EXERCISE DETAILS ::
Copy out every one of the lines below word for word, leaving out the pictures.

--- start PROVIDED INFORMATION ---

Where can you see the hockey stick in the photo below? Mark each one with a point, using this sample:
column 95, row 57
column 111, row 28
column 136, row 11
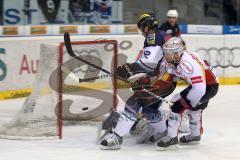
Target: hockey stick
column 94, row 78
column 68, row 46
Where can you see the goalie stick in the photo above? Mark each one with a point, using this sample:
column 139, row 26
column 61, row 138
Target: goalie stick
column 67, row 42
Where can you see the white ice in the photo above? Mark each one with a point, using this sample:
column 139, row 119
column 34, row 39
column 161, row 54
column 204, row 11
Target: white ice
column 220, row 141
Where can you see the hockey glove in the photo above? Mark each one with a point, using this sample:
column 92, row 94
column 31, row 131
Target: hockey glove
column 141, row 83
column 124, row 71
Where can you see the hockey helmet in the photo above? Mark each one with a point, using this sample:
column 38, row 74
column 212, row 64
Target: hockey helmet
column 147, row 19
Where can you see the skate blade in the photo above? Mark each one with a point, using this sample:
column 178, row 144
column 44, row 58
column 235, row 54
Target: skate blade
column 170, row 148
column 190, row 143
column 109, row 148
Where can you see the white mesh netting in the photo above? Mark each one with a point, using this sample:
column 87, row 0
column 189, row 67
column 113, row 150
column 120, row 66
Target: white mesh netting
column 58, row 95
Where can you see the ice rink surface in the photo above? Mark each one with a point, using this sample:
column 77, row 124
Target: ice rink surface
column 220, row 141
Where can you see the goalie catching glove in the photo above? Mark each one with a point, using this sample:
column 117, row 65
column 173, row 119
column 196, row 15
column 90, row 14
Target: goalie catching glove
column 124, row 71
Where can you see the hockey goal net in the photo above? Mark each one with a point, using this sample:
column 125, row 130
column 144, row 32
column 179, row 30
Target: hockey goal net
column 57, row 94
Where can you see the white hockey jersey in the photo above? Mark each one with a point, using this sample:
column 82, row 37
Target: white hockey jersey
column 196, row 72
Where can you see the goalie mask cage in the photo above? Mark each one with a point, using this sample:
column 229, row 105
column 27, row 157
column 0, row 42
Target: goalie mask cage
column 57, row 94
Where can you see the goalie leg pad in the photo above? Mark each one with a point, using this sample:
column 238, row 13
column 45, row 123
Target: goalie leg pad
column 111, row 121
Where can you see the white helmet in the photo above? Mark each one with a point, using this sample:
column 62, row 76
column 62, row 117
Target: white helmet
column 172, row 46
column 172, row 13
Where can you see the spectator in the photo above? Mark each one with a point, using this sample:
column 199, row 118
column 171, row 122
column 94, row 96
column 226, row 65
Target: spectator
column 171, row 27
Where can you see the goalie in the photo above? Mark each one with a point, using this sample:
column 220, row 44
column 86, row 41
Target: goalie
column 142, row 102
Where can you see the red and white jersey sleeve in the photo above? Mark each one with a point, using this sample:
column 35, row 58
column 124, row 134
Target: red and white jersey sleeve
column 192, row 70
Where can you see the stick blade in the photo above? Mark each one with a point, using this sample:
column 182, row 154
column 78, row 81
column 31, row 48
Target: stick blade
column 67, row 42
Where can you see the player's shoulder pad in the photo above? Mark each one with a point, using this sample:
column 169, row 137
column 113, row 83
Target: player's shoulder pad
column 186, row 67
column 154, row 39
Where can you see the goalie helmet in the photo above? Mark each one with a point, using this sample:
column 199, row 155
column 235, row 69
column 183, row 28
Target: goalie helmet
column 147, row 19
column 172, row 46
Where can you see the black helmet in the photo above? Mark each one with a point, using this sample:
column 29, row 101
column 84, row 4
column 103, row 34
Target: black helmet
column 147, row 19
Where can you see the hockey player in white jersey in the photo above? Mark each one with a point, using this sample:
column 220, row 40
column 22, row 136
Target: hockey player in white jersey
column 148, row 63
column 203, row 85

--- end PROVIDED INFORMATION ---

WORKED SOLUTION ::
Where can you see the hockey stick in the photo below? Mark each one with a point, using this sample:
column 95, row 57
column 111, row 28
column 136, row 11
Target: hockey stick
column 94, row 78
column 68, row 46
Where can you see the goalie stick in the photo above? Mark each one with a point, using this sample:
column 139, row 26
column 61, row 138
Target: goalie stick
column 67, row 42
Where can you see the white ice in the photo above? Mark each one with a point, using this sample:
column 139, row 119
column 34, row 39
column 161, row 54
column 204, row 11
Target: white ice
column 220, row 141
Where can you see the hockey glove in the photo above? Mark each one with a point, using this sample:
column 92, row 94
column 31, row 131
Target: hockey glove
column 141, row 83
column 124, row 71
Where can you see the hockey helmet in the photo above? Mark each one with a point, using this sample:
column 38, row 74
column 212, row 64
Target: hockey helmet
column 147, row 19
Where can you see the skate blade in the photo above? Mark each one with a point, using this sample:
column 178, row 144
column 44, row 58
column 235, row 54
Target: skate blade
column 170, row 148
column 190, row 143
column 109, row 148
Where can you see the white mesh netting in the photo above? Mark each one with a point, using this sample:
column 87, row 0
column 189, row 67
column 113, row 150
column 120, row 66
Target: white mesh netting
column 58, row 95
Where can you see the ice rink surface in the photo above? Mark each one with a point, using this sample:
column 77, row 124
Target: ice rink surface
column 220, row 141
Where can you see the goalie catching glove in the photo above? Mark each one with a point, using this sample:
column 117, row 65
column 173, row 119
column 196, row 15
column 90, row 14
Target: goalie catching glove
column 124, row 71
Where can you see the hockey goal net in the photo above? Mark each one with a point, using this sample:
column 125, row 130
column 144, row 32
column 179, row 30
Target: hockey goal net
column 57, row 94
Where can you see the white hockey jersey in the photo above? Mark each one with a point, using this sample:
column 82, row 37
Target: white hockey jersey
column 196, row 72
Where can you see the goalie mask cage in the photo above? Mark each one with a point, using this sample:
column 229, row 105
column 27, row 157
column 0, row 42
Target: goalie mask cage
column 57, row 94
Where can you see the goalie leg pad in the photo above? Mark each one with a point, using this sample:
column 238, row 13
column 45, row 123
Target: goalie leg pad
column 111, row 121
Where can you see the white helmet in the photo above? Mark each one with a point, using this sample:
column 62, row 76
column 62, row 117
Target: white helmet
column 172, row 46
column 172, row 13
Where can you see the spectator in the photo above? Mark each one with a point, using this sample:
column 199, row 118
column 171, row 122
column 94, row 96
column 226, row 65
Target: spectator
column 171, row 27
Where can you see the goalie in the photo above? Mark each one with a point, using this sample:
column 220, row 44
column 86, row 41
Target: goalie
column 142, row 102
Where can you see the red and white jersey sleeve in the photo above? Mark each one with a point, using this sample:
column 35, row 58
column 124, row 134
Target: red and white jersey sleeve
column 192, row 70
Where can you see the stick blade in the photo above? Mark each one with a point, using this sample:
column 182, row 154
column 78, row 81
column 31, row 48
Target: stick blade
column 67, row 42
Where can you see the player's shoulder pad in the photo above? Mark each one with a point, using this sample:
column 169, row 137
column 113, row 83
Target: player's shoulder pad
column 186, row 67
column 154, row 39
Where can you see the goalie helmet in the photo above? Mark each one with a point, using this sample:
column 199, row 155
column 235, row 69
column 183, row 28
Target: goalie helmet
column 147, row 19
column 172, row 46
Where can you see the black helmet in the photo above? Mark each one with a point, using this sample:
column 29, row 101
column 84, row 4
column 103, row 34
Target: black helmet
column 147, row 19
Where can you see the hockey player in white jersey in the photo above? Mark each one with a point, using this sample:
column 220, row 40
column 22, row 136
Target: hockey player in white jersey
column 148, row 63
column 203, row 85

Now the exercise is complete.